START DATA SUPPLIED

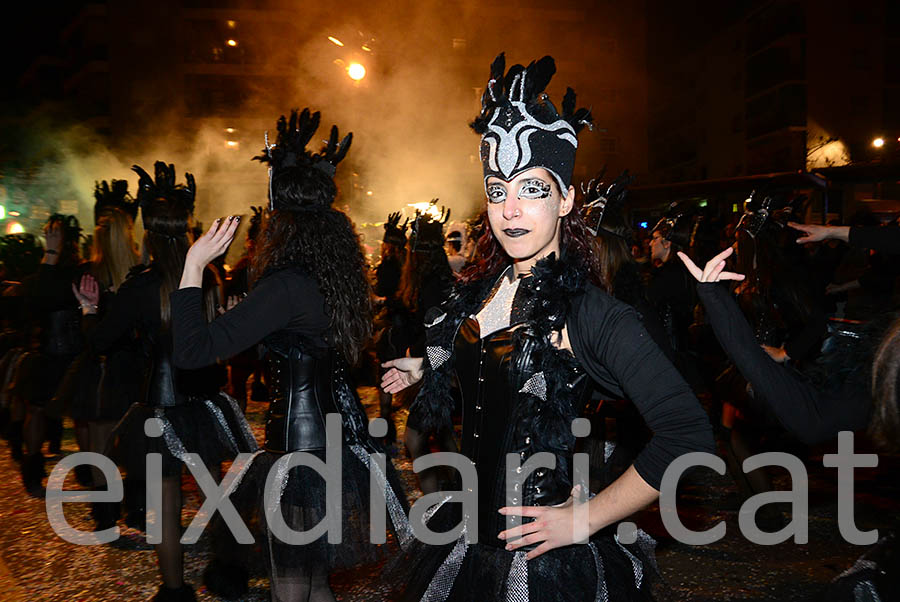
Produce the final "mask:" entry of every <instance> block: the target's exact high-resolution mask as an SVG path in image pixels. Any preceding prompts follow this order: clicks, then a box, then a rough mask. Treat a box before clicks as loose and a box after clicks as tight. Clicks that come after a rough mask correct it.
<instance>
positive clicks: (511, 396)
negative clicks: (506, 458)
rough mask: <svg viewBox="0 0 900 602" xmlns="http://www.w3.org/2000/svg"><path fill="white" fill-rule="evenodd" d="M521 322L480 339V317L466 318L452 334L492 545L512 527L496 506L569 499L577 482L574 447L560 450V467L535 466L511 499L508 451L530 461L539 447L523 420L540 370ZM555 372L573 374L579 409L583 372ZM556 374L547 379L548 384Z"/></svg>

END DATA SUPPLIED
START DATA SUPPLIED

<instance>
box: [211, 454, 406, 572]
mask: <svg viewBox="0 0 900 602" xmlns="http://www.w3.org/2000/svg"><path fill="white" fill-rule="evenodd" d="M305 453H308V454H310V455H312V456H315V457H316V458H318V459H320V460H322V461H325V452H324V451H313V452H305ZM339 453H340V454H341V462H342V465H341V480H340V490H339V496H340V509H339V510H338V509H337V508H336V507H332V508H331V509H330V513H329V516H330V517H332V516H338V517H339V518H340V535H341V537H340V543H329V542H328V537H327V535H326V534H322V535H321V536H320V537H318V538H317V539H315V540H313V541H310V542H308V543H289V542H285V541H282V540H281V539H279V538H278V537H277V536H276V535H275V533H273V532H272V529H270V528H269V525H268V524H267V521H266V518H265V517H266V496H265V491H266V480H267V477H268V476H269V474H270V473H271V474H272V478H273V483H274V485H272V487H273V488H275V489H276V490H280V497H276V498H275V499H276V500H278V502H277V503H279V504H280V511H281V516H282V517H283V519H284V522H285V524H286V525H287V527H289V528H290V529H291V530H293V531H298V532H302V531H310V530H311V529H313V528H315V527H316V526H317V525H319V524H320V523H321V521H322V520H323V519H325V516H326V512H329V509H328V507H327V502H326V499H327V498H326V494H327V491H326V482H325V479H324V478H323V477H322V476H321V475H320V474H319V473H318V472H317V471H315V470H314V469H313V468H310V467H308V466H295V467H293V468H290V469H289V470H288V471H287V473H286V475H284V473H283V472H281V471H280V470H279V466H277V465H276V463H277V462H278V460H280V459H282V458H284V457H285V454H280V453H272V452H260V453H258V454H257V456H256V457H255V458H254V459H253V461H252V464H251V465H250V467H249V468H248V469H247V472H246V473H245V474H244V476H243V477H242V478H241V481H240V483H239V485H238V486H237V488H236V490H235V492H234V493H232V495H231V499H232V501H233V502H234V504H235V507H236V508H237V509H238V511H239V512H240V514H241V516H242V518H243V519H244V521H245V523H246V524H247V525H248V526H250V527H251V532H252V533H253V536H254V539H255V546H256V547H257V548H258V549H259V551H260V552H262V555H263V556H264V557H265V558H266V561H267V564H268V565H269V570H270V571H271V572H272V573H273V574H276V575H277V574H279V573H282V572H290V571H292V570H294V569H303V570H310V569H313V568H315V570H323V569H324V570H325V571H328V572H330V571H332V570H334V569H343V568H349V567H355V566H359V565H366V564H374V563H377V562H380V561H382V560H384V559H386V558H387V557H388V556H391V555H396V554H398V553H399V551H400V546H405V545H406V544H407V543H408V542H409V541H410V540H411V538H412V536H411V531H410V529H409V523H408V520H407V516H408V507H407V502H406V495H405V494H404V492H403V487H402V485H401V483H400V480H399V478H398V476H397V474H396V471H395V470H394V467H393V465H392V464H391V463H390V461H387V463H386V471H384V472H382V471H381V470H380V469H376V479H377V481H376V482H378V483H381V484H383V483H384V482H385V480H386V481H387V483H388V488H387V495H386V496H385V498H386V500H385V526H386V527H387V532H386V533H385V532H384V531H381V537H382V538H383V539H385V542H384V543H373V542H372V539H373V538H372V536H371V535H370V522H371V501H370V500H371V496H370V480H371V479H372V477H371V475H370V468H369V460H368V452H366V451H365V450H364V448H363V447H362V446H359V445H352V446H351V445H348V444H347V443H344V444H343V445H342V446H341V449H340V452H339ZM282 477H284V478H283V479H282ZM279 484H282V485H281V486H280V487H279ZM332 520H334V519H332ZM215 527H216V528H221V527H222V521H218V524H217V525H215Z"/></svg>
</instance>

END DATA SUPPLIED

WORK INSTRUCTIONS
Count the lines of the records above that contain the word "rough". Reply with the number alone.

RESULT BELOW
2